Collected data
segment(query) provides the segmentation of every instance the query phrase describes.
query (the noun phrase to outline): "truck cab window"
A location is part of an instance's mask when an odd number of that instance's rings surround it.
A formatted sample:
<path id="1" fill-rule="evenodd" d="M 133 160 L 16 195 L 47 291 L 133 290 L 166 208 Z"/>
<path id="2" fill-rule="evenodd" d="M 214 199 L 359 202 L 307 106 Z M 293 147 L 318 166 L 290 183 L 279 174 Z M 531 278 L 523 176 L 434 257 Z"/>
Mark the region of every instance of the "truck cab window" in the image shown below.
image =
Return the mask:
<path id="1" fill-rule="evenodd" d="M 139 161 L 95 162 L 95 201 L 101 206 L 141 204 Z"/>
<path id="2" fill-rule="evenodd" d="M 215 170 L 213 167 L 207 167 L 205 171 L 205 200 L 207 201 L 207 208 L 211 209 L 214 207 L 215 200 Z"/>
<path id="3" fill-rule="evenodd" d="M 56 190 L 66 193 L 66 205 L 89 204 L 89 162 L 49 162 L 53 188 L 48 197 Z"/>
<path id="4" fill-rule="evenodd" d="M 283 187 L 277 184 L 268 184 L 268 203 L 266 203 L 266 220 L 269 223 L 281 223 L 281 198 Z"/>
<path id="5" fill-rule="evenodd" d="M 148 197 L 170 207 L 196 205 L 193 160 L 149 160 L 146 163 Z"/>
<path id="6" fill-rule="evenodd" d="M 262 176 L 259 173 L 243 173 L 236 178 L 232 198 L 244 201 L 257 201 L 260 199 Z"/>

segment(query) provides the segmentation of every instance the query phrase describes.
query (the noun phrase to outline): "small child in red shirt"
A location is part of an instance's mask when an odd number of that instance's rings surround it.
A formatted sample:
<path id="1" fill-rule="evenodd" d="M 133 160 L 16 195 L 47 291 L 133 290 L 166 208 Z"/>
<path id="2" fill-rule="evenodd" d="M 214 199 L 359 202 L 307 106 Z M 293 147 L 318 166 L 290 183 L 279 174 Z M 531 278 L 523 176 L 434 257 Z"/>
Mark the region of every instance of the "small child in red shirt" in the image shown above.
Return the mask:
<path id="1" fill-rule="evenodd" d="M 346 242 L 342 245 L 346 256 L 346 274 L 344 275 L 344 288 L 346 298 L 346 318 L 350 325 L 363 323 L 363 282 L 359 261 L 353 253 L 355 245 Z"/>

What needs to be done: Report the number of lines above containing the word "small", with no other text.

Answer space: 2